[Extracted data entries]

···

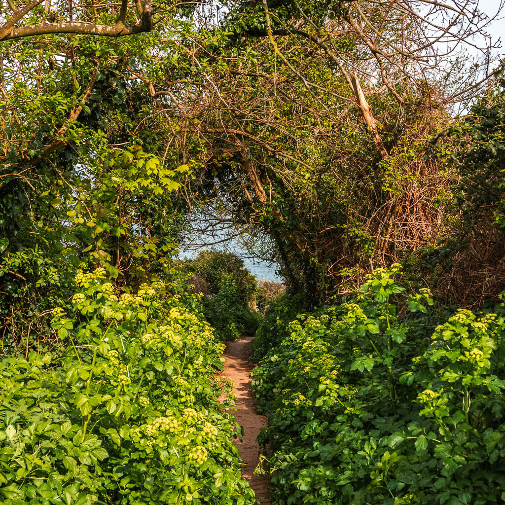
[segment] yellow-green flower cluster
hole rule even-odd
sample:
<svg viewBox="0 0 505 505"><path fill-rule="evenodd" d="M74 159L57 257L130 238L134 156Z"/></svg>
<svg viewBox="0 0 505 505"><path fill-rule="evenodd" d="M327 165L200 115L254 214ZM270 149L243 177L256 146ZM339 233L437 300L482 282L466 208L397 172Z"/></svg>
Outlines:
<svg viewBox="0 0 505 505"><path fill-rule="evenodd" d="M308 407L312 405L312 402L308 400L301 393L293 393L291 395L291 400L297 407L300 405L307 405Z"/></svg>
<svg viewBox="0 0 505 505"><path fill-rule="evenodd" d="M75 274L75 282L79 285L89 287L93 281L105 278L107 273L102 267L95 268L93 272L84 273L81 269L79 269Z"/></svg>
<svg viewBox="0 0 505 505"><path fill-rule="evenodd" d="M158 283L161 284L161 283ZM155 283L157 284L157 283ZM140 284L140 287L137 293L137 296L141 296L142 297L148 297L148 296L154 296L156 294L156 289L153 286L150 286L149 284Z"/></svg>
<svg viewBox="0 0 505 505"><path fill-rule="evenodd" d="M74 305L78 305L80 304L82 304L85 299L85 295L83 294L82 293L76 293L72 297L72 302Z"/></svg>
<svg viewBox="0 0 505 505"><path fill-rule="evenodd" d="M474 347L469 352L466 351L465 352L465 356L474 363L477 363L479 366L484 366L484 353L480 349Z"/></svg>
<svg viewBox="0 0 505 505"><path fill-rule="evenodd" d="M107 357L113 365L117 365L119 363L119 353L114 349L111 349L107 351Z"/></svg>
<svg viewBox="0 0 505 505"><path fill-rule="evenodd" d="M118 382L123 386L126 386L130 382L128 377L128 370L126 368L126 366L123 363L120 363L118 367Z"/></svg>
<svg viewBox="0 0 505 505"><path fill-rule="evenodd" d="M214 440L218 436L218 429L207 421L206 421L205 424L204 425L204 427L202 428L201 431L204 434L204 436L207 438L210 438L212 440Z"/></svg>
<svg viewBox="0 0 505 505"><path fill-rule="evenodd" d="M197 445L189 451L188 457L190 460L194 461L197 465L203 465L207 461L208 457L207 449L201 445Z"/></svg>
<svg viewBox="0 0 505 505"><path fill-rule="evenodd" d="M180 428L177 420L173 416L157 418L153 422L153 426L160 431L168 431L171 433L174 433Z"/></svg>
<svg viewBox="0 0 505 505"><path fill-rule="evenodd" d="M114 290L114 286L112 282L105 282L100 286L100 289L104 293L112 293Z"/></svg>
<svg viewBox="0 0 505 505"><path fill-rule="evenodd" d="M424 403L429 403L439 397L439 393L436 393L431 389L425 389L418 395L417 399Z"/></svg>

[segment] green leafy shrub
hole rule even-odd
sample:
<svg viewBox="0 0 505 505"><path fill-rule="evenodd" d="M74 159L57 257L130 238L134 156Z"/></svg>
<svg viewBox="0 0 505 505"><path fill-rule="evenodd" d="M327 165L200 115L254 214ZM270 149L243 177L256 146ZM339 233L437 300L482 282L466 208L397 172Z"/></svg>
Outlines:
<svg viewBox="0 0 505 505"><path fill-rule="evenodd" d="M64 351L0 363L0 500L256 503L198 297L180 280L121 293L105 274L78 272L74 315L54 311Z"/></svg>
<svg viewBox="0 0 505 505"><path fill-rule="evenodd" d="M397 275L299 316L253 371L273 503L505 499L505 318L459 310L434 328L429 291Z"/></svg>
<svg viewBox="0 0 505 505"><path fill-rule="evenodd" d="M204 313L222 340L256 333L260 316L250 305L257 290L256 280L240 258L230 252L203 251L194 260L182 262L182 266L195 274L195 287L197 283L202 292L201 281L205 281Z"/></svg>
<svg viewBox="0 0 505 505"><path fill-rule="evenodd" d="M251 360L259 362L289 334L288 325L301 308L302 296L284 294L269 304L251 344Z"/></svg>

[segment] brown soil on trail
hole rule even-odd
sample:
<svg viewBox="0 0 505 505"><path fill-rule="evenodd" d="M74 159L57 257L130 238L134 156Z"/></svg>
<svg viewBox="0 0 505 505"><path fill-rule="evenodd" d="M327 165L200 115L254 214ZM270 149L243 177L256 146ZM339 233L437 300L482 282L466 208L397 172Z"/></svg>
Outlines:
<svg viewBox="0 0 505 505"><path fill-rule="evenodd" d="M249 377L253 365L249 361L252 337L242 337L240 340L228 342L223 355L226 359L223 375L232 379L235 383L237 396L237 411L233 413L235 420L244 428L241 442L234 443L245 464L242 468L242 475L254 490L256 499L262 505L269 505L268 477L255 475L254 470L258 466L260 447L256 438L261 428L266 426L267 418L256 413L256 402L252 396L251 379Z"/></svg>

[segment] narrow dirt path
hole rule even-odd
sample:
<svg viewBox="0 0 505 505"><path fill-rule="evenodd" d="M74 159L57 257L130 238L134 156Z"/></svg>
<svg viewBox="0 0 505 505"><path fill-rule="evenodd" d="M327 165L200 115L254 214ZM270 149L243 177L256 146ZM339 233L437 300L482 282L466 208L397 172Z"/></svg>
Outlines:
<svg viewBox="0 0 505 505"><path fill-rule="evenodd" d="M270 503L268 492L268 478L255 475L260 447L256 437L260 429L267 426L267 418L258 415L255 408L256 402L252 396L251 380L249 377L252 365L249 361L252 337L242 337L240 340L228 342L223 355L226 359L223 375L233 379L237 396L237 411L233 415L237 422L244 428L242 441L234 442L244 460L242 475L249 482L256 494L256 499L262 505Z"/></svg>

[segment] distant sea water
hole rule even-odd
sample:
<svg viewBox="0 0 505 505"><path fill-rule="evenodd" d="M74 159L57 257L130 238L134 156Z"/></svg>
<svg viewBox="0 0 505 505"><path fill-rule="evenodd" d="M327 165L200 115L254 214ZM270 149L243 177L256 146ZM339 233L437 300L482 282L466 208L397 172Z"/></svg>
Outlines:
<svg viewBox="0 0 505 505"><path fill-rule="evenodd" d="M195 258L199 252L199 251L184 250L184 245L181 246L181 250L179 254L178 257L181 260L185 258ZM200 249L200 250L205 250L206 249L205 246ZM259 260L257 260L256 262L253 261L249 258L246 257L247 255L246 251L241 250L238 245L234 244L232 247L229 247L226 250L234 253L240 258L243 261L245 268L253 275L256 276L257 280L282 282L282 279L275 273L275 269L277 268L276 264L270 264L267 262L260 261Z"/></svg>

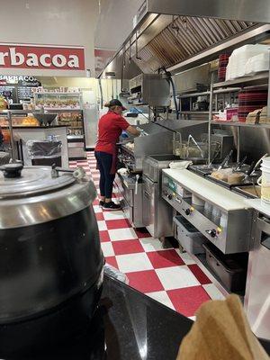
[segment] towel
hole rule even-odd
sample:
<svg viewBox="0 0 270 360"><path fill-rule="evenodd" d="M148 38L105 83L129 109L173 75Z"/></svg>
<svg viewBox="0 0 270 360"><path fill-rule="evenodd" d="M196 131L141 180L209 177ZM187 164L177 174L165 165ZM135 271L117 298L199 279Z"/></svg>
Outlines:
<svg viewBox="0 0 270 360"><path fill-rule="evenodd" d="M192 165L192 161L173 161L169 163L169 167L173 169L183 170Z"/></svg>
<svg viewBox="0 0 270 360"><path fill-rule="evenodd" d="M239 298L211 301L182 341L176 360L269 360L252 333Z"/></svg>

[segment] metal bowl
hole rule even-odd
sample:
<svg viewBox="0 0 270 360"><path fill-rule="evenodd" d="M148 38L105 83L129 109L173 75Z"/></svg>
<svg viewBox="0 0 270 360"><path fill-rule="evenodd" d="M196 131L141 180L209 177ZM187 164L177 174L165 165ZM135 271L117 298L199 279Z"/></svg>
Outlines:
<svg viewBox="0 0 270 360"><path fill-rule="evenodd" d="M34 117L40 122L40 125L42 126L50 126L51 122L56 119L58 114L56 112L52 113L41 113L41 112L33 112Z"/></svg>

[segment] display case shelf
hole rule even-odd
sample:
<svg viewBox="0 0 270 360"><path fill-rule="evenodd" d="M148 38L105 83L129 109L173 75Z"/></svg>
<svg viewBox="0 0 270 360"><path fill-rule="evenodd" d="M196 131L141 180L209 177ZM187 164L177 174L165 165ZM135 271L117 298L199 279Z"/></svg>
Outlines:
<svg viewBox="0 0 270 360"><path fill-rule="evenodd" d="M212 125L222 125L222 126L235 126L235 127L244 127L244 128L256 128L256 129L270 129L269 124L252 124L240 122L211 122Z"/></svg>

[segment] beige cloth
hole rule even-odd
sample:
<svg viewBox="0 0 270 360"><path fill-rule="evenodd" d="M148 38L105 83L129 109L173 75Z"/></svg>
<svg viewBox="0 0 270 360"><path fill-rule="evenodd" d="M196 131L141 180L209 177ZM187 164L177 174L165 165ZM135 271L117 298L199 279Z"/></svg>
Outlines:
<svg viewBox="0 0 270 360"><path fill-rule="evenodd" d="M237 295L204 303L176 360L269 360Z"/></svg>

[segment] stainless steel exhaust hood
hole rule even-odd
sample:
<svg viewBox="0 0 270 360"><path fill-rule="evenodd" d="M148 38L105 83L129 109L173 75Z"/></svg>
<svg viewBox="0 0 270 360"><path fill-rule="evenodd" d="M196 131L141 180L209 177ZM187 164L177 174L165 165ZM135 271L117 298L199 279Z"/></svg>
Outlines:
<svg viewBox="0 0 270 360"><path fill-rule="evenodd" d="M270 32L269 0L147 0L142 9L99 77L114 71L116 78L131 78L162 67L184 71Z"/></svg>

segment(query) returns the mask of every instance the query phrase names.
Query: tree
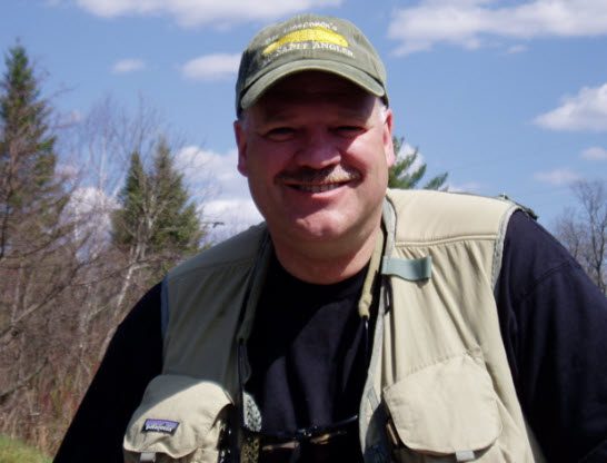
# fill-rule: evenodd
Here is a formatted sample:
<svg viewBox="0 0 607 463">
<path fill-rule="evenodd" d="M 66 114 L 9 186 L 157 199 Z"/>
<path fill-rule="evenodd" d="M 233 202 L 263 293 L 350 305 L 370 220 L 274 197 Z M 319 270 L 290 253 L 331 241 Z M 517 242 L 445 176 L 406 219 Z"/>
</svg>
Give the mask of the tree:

···

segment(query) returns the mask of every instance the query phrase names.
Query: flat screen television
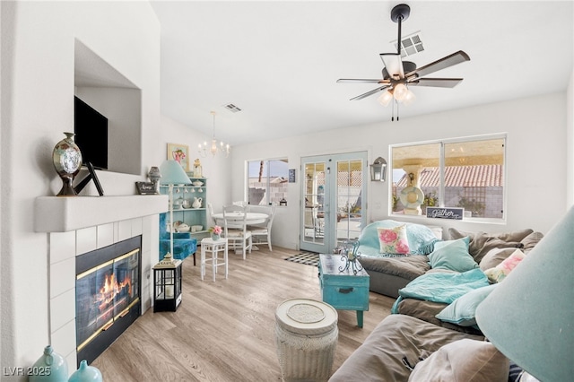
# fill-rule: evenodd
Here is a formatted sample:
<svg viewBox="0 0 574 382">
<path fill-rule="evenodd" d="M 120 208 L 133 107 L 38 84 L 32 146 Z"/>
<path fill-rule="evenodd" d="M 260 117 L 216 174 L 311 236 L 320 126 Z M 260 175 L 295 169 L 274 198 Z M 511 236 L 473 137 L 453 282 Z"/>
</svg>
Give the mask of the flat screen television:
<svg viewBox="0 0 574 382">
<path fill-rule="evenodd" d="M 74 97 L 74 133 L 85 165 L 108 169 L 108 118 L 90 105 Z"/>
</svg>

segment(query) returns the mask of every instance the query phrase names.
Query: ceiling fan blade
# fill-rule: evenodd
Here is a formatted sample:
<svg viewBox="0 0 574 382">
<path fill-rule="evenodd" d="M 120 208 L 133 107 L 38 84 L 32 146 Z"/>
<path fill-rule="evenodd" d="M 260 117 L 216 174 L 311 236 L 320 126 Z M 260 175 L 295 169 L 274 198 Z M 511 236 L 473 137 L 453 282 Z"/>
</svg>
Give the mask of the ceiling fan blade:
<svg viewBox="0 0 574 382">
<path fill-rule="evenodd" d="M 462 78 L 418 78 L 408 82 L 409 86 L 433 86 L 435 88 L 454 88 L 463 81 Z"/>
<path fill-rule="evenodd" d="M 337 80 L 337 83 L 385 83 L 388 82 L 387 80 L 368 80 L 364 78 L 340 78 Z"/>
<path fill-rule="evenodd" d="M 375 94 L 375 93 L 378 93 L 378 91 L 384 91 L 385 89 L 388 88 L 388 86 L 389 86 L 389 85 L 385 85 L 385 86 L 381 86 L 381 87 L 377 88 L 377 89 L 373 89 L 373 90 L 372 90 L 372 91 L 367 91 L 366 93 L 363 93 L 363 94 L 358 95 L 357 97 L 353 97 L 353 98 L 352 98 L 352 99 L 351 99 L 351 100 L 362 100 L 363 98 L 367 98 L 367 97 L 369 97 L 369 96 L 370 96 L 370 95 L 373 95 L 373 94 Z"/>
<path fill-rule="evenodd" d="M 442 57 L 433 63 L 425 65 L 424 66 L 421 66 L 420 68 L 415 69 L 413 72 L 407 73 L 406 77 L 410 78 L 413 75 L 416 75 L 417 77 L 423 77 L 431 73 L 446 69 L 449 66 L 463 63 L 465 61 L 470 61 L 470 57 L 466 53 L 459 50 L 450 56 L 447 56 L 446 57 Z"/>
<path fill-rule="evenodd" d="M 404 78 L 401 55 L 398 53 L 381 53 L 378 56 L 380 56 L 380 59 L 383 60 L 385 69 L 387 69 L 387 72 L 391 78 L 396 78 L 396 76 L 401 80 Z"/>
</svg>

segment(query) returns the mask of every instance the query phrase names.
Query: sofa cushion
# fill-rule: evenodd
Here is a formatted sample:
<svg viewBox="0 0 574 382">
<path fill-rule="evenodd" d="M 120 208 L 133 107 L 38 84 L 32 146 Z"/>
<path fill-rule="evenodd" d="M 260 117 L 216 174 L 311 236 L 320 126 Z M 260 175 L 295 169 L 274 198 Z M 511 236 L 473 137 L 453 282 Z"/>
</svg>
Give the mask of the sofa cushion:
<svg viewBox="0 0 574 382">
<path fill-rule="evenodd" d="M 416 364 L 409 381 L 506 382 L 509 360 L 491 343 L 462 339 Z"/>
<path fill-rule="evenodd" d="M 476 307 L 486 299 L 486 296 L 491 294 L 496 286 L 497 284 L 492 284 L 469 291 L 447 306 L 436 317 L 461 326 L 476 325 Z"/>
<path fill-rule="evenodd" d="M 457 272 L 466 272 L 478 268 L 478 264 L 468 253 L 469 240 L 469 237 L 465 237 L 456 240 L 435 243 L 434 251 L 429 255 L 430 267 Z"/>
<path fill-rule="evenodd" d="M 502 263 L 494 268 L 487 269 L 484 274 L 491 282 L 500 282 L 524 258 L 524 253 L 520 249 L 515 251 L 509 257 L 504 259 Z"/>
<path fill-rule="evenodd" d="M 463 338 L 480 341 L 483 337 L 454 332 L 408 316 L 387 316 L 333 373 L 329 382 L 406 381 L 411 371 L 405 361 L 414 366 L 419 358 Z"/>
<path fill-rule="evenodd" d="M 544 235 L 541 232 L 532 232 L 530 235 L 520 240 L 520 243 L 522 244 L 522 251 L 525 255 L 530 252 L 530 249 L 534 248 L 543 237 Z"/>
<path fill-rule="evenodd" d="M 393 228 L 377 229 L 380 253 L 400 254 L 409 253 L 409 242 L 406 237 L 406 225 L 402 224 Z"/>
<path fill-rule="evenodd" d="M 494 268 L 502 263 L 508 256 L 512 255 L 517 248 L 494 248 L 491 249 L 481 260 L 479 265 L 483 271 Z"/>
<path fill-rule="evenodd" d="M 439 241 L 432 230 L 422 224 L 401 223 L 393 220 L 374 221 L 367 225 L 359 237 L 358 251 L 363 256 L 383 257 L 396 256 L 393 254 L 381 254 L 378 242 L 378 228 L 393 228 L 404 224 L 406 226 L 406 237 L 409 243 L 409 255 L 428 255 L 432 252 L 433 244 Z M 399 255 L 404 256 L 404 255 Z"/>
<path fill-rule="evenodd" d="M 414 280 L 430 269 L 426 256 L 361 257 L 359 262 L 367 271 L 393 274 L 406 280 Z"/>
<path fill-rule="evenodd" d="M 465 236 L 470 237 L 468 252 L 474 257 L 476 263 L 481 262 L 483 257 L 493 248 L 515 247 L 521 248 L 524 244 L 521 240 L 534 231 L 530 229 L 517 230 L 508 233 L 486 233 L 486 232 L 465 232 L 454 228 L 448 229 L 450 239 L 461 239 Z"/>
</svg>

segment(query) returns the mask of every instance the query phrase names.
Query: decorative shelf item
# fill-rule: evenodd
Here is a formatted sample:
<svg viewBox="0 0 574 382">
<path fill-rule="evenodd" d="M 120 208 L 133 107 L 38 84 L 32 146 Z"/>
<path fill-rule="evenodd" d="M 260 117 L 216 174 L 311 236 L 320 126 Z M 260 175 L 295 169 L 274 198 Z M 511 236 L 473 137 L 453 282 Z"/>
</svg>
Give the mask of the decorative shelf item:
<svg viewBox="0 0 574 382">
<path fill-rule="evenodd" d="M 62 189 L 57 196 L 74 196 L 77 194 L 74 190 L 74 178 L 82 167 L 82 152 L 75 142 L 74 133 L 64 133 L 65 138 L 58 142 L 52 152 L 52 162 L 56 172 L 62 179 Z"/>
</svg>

···

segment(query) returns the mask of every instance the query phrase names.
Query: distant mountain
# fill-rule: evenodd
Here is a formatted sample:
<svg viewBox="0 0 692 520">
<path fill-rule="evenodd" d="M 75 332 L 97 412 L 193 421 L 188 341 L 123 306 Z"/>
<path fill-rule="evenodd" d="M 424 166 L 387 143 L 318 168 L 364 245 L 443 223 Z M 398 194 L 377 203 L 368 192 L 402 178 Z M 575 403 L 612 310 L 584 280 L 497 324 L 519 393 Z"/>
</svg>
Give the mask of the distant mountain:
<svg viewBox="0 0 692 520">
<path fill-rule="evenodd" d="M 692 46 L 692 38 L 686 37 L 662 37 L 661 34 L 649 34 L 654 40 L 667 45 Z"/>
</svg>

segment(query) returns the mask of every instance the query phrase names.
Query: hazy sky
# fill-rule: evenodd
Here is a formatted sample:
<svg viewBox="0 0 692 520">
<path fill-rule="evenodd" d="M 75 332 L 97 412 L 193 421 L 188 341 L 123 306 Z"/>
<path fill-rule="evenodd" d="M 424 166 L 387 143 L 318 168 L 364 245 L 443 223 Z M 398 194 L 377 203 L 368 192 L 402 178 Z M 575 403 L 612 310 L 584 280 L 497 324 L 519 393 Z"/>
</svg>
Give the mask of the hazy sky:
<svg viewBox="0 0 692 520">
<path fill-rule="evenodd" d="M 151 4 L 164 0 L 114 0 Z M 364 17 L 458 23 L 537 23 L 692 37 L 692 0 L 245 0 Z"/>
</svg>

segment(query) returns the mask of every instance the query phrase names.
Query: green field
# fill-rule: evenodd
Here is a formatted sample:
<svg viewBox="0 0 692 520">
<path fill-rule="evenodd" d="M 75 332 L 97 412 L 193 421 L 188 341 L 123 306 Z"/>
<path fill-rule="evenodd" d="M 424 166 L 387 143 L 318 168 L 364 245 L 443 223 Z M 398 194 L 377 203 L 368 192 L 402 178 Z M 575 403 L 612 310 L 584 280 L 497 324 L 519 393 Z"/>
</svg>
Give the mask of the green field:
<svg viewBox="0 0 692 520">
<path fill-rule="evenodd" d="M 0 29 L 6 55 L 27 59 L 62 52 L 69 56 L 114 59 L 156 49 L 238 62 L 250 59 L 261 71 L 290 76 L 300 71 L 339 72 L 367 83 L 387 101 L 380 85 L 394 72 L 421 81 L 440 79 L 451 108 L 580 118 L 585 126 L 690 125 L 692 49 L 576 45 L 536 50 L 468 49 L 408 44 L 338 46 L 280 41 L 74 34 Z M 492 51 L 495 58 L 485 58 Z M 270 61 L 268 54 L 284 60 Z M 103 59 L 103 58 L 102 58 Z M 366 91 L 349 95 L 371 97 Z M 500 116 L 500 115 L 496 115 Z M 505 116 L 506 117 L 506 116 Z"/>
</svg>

···

__WHAT IS BEING ASKED__
Reproduce the stretch from the line containing "[segment] yellow-green flower cluster" through the line containing "347L469 352L466 351L465", changing "Outlines" to "Polygons" and leaving everything else untouched.

__RESULT OF THIS TASK__
[segment] yellow-green flower cluster
hole rule even-odd
sample:
<svg viewBox="0 0 505 505"><path fill-rule="evenodd" d="M74 159L57 257L130 238L134 156Z"/></svg>
<svg viewBox="0 0 505 505"><path fill-rule="evenodd" d="M327 165L200 115L254 214ZM270 149L243 177L256 146ZM339 233L437 300L482 282L466 208L397 172Z"/></svg>
Polygons:
<svg viewBox="0 0 505 505"><path fill-rule="evenodd" d="M308 407L312 405L312 402L308 400L301 393L293 393L291 395L291 400L297 407L300 405L307 405Z"/></svg>
<svg viewBox="0 0 505 505"><path fill-rule="evenodd" d="M75 274L75 282L79 285L89 287L93 281L105 278L107 273L102 267L95 268L93 272L84 273L81 269L79 269Z"/></svg>
<svg viewBox="0 0 505 505"><path fill-rule="evenodd" d="M158 283L161 284L161 283ZM155 283L157 284L157 283ZM140 284L140 287L137 293L137 296L141 296L142 297L148 297L148 296L154 296L156 294L156 289L153 286L150 286L149 284Z"/></svg>
<svg viewBox="0 0 505 505"><path fill-rule="evenodd" d="M74 305L78 305L80 304L82 304L85 299L85 295L83 294L82 293L76 293L72 297L72 302Z"/></svg>
<svg viewBox="0 0 505 505"><path fill-rule="evenodd" d="M474 347L469 352L466 351L465 352L465 356L474 363L477 363L479 366L484 366L484 353L480 349Z"/></svg>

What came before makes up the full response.